- EXCERPT TO READ:

These were impoverished men who gathered every morning in the village square. Anybody who needed work done would come down to the square and hire them at a negotiated rate. Today they might do 12 hours work for real carpenters and stonemasons assisting in building a house. Tomorrow they might finish that job and have no work for half a day. The following day could see them picking grapes, and the day after that they might be clearing stones from land. In the harvesting and sowing seasons work would have been plentiful and the wages high for the best workers. In winter, times would have been very lean indeed, and it was in winter that most people did their building because labour was cheap.

These men had little need for literacy or numeracy, and less opportunity to learn. They were told what to do by the real tradesmen and businessmen. They were truly unskilled labourers.

The image of Jesus and Joseph as carpenters working with wood is a misconception. While they may well have worked with wood at times, they may also have gone years between doing such jobs. There is a good reason why Jesus’ parables are so full of stories of men doing harvesting work or making mud bricks or similar menial tasks. That is the type of work Jesus would have been most familiar with.
So the idea that Jesus must have been literate and numerate because he was a carpenter has no basis in scripture or history.

I don’t think this is at well supported.

Stored records:

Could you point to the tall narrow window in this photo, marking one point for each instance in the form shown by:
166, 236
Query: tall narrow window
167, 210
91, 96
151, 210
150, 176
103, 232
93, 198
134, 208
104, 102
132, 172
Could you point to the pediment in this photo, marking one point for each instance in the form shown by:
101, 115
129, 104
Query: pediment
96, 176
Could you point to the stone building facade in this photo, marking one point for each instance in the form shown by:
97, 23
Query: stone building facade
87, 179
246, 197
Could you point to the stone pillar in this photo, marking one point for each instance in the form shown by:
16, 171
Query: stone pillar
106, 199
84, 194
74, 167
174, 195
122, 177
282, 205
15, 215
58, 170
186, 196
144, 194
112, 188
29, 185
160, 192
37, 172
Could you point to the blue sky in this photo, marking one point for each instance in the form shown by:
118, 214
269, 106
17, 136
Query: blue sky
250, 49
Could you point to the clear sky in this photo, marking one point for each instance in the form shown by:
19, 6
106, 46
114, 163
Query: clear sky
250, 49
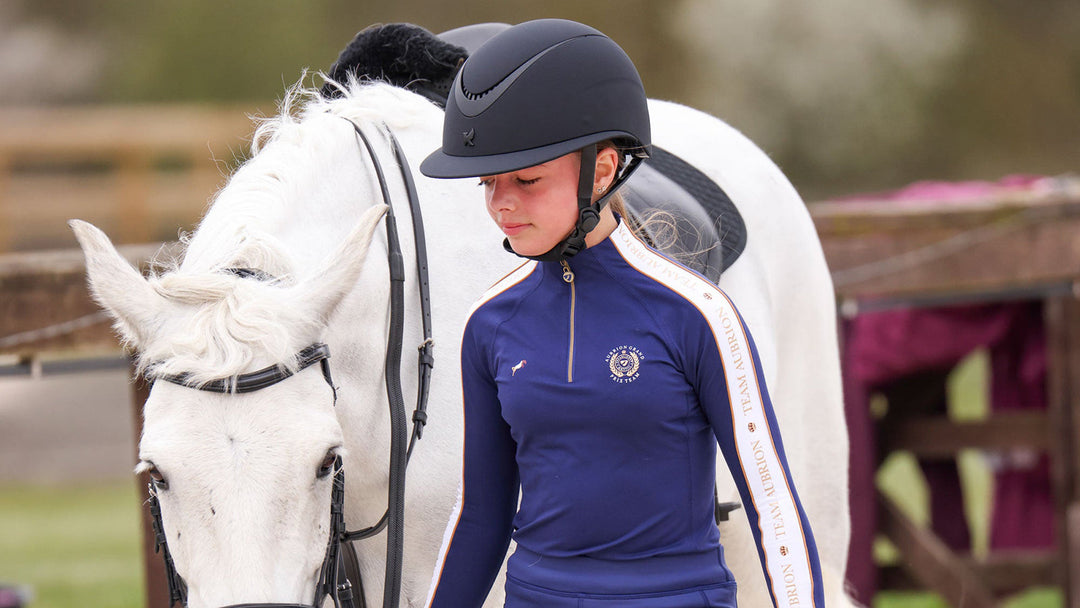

- PROBLEM TO SOLVE: Please continue the passage about Jesus, Joseph and the day laborers of the village square, writing on from its final sentence.

- WRITTEN ANSWER:
His mother’s cousin’s husband was a priest who was on a rotation list to perform duties in the temple.

Luke 1:5 In the time of Herod king of Judea there was a priest named Zechariah, who belonged to the priestly division of Abijah; his wife Elizabeth was also a descendant of Aaron.

Luke 1:8 Once when Zechariah’s division was on duty and he was serving as priest before God, 9 he was chosen by lot, according to the custom of the priesthood, to go into the temple of the Lord and burn incense.

There is every reason to believe that John the Baptist would have followed in his father’s footsteps and studied to become a priest.

Many also believe that James the Just was a sibling (or at least a family member) of Jesus. He became the leader of the Christian Church in Jerusalem after the crucifixion. There is some evidence that he wrote the Epistle of James. All of which suggests a quite literate person.

You throw in things like the family’s ability to flee to Egypt and come back, etc. and you have a description of a not exactly poorest-of-the-poor family.

Another source is the Talmud which describes Jesus as “near to the kingship (or kingdom)”.

Jesus was learned enough to quote both canonical and non-canonical books. (It’s interesting that many of St. Paul’s few quotes of Jesus are of Jesus quoting the the Torah.) While Jesus could have memorized them after hearing them, it seems more likely given what we know that Jesus had studied the Torah directly.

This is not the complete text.